Given passage
Returning to the upper end of the scale, the contrast between the great number of stars less than fifty days, and the small number between fifty and one hundred, seems to show that we have here a sharp line of distinction between stars of long and those of short period. But, when we examine the matter in detail, the statistics of the periods do not enable us to draw any such line. About eight periods are less than one day, and the number of this class known to us is continually increasing. About forty are between one and ten days, and from this point upwards they are scattered with a fair approach to equality up to a period of one hundred days. There is, however, a possible distinction, which we shall develop presently.

The law of change in a variable star is represented to the eye by a curve in the following way. We draw a straight horizontal line A X to

PSM V57 D650 The law of change in a variable star.png
Fig. 1. The Law of Change in a Variable Star.

Short problem 1
Rewrite the paragraph of the passage on variable stars that begins "Returning to the upper end of the scale" in a shorter form, keeping its main facts.
The listing has no connection to the passage on variable stars.

Exercise input
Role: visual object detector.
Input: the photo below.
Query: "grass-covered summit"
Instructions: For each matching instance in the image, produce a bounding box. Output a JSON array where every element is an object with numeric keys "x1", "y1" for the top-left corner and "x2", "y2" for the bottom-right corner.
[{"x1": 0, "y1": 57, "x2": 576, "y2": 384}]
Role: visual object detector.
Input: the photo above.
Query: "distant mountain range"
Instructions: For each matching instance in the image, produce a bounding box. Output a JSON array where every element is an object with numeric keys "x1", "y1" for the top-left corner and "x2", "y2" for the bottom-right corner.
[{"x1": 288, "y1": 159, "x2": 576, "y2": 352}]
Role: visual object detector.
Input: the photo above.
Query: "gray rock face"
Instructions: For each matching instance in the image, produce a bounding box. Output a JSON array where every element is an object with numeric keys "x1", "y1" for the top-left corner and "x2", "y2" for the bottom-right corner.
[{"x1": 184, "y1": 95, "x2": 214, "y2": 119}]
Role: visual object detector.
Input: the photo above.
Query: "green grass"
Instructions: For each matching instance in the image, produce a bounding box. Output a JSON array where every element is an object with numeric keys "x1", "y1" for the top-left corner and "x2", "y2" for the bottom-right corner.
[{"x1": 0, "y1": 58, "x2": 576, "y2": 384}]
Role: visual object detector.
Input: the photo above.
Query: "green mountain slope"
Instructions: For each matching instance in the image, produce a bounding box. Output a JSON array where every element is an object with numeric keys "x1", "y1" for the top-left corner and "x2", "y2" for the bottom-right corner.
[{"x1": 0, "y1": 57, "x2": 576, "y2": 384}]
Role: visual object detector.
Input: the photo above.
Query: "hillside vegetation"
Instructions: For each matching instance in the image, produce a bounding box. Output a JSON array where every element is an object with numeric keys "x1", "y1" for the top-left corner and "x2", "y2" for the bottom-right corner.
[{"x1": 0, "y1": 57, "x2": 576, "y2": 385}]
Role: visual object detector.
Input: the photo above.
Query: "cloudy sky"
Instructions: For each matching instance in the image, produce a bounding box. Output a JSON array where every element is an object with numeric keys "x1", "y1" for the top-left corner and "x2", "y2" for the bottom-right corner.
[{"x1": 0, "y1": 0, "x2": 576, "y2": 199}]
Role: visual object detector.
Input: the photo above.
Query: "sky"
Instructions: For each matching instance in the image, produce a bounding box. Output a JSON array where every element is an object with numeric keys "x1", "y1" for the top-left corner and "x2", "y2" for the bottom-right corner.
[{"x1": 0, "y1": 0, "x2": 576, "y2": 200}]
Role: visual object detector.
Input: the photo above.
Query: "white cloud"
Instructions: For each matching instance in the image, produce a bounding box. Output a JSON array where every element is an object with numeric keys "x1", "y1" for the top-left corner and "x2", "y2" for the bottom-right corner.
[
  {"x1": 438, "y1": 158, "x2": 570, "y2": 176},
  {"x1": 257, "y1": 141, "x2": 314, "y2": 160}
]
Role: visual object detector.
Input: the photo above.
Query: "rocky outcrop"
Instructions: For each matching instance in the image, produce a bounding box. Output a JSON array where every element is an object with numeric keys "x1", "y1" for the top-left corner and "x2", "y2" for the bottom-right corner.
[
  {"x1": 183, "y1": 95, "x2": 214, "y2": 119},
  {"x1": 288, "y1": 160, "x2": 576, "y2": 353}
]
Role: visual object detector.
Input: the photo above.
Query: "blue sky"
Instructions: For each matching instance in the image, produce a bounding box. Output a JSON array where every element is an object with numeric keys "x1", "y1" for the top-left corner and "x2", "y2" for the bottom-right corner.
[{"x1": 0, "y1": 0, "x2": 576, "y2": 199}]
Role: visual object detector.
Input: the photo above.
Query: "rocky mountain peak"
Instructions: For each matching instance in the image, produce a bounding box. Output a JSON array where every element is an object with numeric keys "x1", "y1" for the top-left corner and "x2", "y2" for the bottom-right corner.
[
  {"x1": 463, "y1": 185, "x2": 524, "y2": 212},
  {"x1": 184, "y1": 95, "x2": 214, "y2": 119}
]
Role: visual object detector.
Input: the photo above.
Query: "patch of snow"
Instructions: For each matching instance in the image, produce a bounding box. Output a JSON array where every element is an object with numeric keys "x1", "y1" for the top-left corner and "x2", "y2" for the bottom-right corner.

Short problem 2
Please collect every line of the listing that contains the string "green". Case counts.

Task answer 1
Many stars have periods under fifty days, but few fall between fifty and one hundred. This seems to suggest a sharp divide between long-period and short-period stars. A detailed look at the period statistics shows no such line, however. About eight periods are under one day, and the number known in this class keeps growing. About forty fall between one and ten days. Above that, periods are spread fairly evenly up to one hundred days. A possible distinction remains, which will be developed later.

Task answer 2
Query: "green grass"
Query: "green mountain slope"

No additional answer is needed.